» Source document

Re: [PATCH] Documentation: coding-style: don't encourage WARN*()

From: Greg KH
Date: Mon Apr 15 2024 - 01:21:50 EST


On Sun, Apr 14, 2024 at 10:48:35PM +0300, Laurent Pinchart wrote:
> Hi Alex,
>
> Thank you for the patch.
>
> On Sun, Apr 14, 2024 at 12:08:50PM -0500, Alex Elder wrote:
> > Several times recently Greg KH has admonished that variants of WARN()
> > should not be used, because when the panic_on_warn kernel option is set,
> > their use can lead to a panic. His reasoning was that the majority of
> > Linux instances (including Android and cloud systems) run with this option
> > enabled. And therefore a condition leading to a warning will frequently
> > cause an undesirable panic.
> >
> > The "coding-style.rst" document says not to worry about this kernel
> > option. Update it to provide a more nuanced explanation.
> >
> > Signed-off-by: Alex Elder <elder@xxxxxxxxxx>
> > ---
> > Documentation/process/coding-style.rst | 21 +++++++++++----------
> > 1 file changed, 11 insertions(+), 10 deletions(-)
> >
> > diff --git a/Documentation/process/coding-style.rst b/Documentation/process/coding-style.rst
> > index 9c7cf73473943..bce43b01721cb 100644
> > --- a/Documentation/process/coding-style.rst
> > +++ b/Documentation/process/coding-style.rst
> > @@ -1235,17 +1235,18 @@ example. Again: WARN*() must not be used for a condition that is expected
> > to trigger easily, for example, by user space actions. pr_warn_once() is a
> > possible alternative, if you need to notify the user of a problem.
> >
> > -Do not worry about panic_on_warn users
> > -**************************************
> > +The panic_on_warn kernel option
> > +********************************
> >
> > -A few more words about panic_on_warn: Remember that ``panic_on_warn`` is an
> > -available kernel option, and that many users set this option. This is why
> > -there is a "Do not WARN lightly" writeup, above. However, the existence of
> > -panic_on_warn users is not a valid reason to avoid the judicious use
> > -WARN*(). That is because, whoever enables panic_on_warn has explicitly
> > -asked the kernel to crash if a WARN*() fires, and such users must be
> > -prepared to deal with the consequences of a system that is somewhat more
> > -likely to crash.

» Data block

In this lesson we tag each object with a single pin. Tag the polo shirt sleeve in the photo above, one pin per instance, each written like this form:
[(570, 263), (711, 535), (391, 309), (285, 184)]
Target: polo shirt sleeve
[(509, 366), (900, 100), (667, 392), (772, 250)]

» Tasks to carry out
1. Using the mailing-list thread about the coding-style patch, answer:
(a) Which kernel option, when set, can turn a WARN() variant into a panic?
(b) What new section heading does the patch introduce in place of "Do not worry about panic_on_warn users"?
(c) How many insertions and deletions does the patch make to coding-style.rst?
2. Carry on the mailing-list thread about the coding-style patch from the point where it stops.

» Answers for the exercise
1.
(a) The panic_on_warn option.
(b) "The panic_on_warn kernel option"
(c) 11 insertions and 10 deletions.

2.
> > +Note that ``panic_on_warn`` is an available kernel option. If it is enabled,
> > +a WARN*() call whose condition holds leads to a kernel panic. Many users
> > +(including Android and many cloud providers) set this option, and this is
> > +why there is a "Do not WARN lightly" writeup, above.
> > +
> > +The existence of this option is not a valid reason to avoid the judicious
> > +use of warnings. There are other options: ``dev_warn*()`` and ``pr_warn*()``
> > +issue warnings but do **not** cause the kernel to crash. Use these if you
> > +want to prevent such panics.
>
> Those options are not equivalent, they print a single message, which is
> much easier to ignore. WARN() is similar to -Werror in some sense, it
> pushes vendors to fix the warnings. I have used WARN() in the past to
> indicate usage of long-deprecated APIs that we were getting close to
> removing for instance. dev_warn() wouldn't have had the same effect.

If you want to reboot a box because someone called an "improper" api,
then sure, use WARN(), but that feels like a really bad idea. Just
remove the api and fix up all in-kernel users instead. Why wait?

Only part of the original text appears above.